### What is needed
Please count the lines in the data below that contain the word "armchair". Reply with that number alone.

### Data records
--- Begin ---
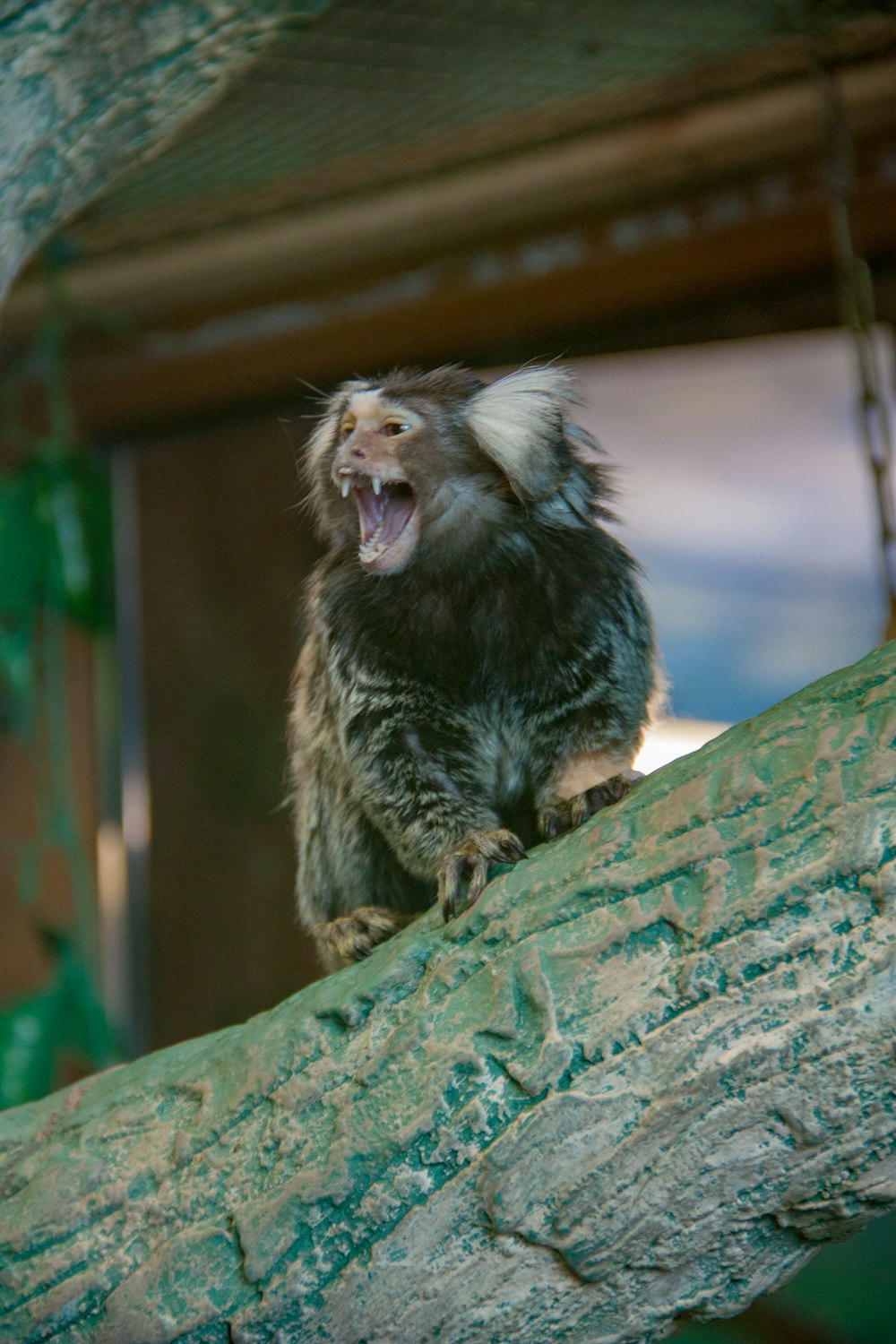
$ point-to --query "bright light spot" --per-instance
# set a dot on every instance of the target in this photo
--- End ---
--- Begin ---
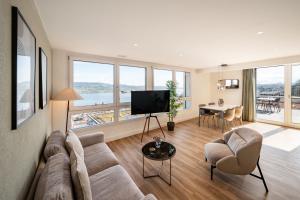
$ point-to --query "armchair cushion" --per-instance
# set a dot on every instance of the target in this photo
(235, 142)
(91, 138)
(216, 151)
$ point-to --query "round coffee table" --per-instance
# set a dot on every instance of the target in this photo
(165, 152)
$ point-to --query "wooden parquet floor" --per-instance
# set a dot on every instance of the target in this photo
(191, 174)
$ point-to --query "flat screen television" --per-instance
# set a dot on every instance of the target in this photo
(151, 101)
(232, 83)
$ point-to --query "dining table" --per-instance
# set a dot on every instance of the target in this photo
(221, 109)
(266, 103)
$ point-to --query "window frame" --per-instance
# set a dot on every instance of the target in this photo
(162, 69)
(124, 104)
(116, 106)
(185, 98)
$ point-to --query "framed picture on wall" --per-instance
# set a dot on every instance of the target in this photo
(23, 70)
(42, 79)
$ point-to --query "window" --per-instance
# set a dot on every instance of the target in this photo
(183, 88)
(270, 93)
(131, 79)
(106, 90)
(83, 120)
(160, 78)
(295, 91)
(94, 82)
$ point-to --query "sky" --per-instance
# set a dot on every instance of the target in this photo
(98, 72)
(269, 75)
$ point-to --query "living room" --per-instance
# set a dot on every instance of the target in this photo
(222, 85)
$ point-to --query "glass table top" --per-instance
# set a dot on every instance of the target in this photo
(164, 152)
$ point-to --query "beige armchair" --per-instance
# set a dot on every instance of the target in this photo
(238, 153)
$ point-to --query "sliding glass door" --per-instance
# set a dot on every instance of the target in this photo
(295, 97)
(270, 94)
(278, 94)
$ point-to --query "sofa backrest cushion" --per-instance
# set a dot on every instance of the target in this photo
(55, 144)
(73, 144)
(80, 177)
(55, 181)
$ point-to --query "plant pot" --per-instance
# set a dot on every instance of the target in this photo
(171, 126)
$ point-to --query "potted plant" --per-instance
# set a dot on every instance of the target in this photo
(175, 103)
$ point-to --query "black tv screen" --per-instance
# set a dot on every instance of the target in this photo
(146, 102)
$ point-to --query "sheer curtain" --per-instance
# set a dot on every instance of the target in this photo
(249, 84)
--- End ---
### Answer to this task
2